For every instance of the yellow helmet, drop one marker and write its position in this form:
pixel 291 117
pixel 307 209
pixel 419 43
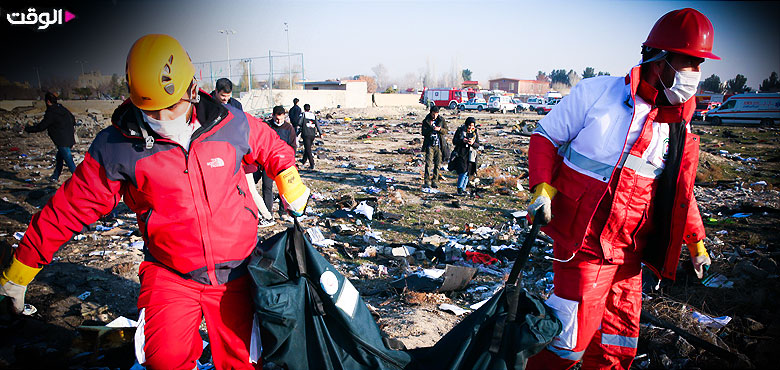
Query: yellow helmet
pixel 159 71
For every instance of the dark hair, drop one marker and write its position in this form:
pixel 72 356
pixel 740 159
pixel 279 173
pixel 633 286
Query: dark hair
pixel 224 85
pixel 50 97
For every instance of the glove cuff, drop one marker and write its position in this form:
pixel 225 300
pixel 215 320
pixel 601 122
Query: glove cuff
pixel 697 249
pixel 544 189
pixel 292 190
pixel 19 273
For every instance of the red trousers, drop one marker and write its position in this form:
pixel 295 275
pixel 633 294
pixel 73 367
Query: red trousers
pixel 171 312
pixel 599 305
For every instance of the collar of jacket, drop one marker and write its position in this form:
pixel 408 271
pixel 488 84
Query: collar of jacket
pixel 209 111
pixel 666 113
#####
Problem description.
Change every "marker" in the material above to "pin" and write out all of it again with nothing else altered. Leave the pictures out.

Output of the exercise.
For every instance of the yellow helmet, drop one pin and write its position in this form:
pixel 291 117
pixel 307 209
pixel 419 43
Query: yellow helmet
pixel 159 71
For every instance of the dark hair, drop one pin and write its position in this form:
pixel 72 356
pixel 740 159
pixel 279 173
pixel 633 286
Query: dark hair
pixel 224 85
pixel 50 97
For every instance of the glove cuff, drop one pin and write its position in this form:
pixel 225 300
pixel 215 320
pixel 601 122
Query: glove cuff
pixel 697 249
pixel 544 189
pixel 292 190
pixel 19 273
For every instance of the red trousers, drop one pin and write its position in this form:
pixel 295 275
pixel 633 294
pixel 73 367
Query: red trousers
pixel 171 312
pixel 599 305
For every instance of the collar of jacket, drop one pin and write its position in this form:
pixel 408 271
pixel 488 84
Query: collar of jacket
pixel 209 111
pixel 666 113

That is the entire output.